- **DO THIS**: Please report every line below that contains the word "white", copying each such line in full.

----

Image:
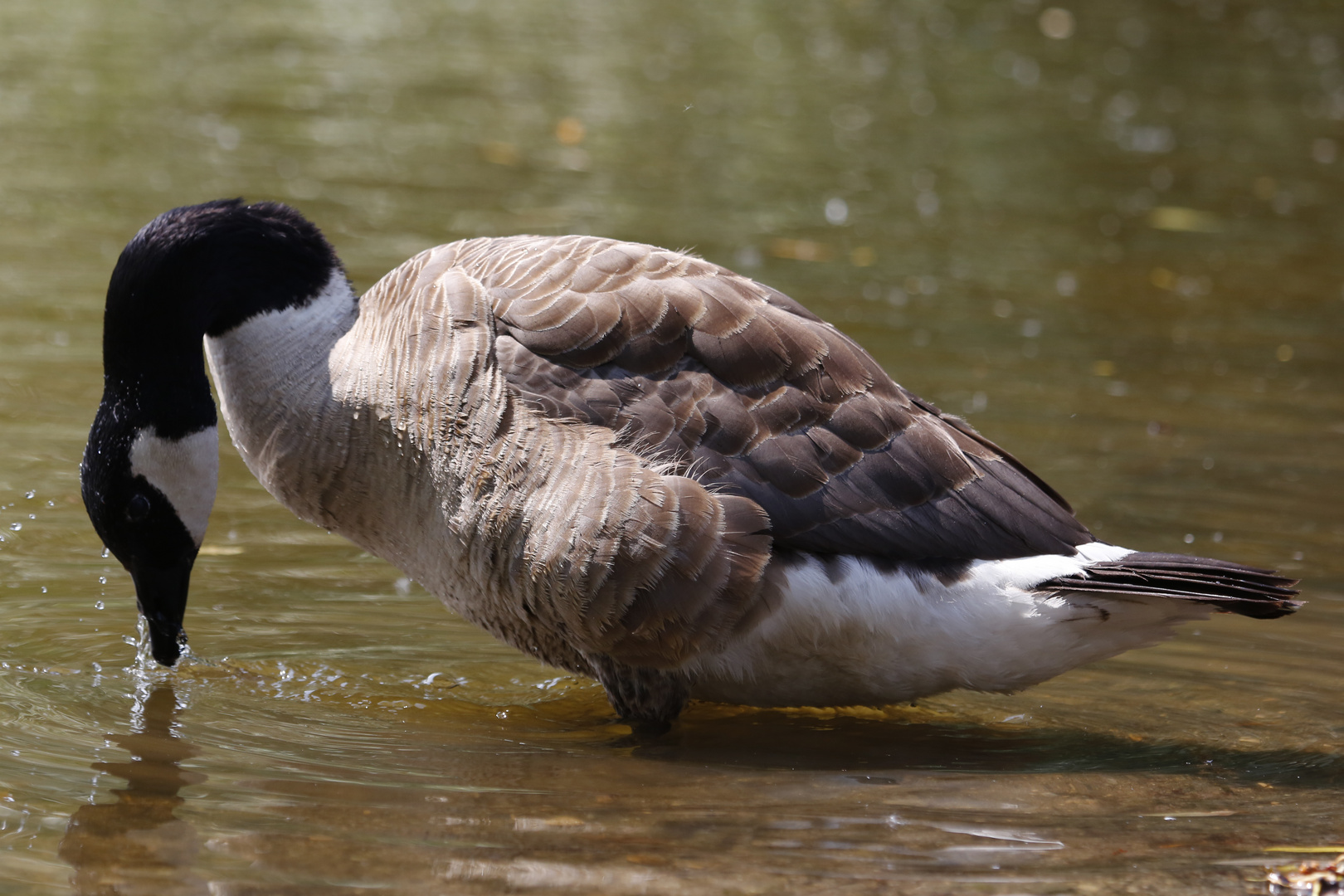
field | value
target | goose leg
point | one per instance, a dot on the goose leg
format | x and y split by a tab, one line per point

----

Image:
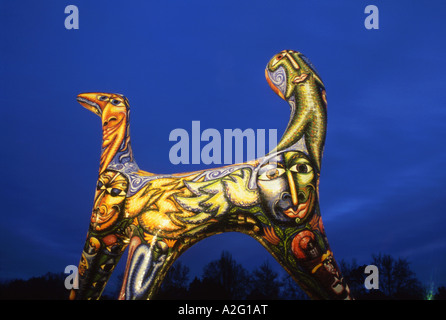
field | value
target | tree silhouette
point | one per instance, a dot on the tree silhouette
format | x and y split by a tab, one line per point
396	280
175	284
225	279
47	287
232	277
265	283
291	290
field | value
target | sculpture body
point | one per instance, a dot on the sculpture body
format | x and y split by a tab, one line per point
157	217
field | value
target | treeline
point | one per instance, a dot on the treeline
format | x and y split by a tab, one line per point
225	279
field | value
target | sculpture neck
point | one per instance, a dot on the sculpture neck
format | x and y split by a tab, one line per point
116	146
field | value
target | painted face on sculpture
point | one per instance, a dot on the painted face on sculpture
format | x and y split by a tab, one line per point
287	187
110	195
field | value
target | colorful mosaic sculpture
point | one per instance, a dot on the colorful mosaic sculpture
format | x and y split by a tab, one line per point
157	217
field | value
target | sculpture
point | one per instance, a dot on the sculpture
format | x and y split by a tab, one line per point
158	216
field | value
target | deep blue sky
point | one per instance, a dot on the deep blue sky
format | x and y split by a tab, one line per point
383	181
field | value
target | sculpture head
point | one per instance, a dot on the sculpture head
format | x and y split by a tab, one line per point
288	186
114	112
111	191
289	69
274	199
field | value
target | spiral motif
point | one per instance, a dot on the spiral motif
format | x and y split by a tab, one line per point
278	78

----

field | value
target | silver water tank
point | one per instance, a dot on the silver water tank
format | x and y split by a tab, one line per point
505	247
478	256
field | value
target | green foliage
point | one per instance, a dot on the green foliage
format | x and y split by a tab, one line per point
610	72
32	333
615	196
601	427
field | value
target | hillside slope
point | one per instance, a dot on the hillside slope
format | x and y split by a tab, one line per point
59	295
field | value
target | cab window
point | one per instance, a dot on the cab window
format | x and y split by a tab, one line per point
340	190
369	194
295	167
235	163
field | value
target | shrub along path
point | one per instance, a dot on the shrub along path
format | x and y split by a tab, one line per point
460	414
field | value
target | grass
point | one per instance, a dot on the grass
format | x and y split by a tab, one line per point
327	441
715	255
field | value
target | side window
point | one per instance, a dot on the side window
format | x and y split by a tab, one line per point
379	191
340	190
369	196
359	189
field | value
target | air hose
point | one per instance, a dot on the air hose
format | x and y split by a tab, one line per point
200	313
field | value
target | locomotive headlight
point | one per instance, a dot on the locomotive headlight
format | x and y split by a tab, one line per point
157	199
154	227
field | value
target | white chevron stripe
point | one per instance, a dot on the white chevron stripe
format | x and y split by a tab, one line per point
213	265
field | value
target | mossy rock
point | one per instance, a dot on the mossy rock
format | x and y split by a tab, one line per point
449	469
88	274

----

- **OUTPUT FOR THIS EXERCISE**:
target | white chevron stripe
point | one per instance, a dot on the white chevron stripe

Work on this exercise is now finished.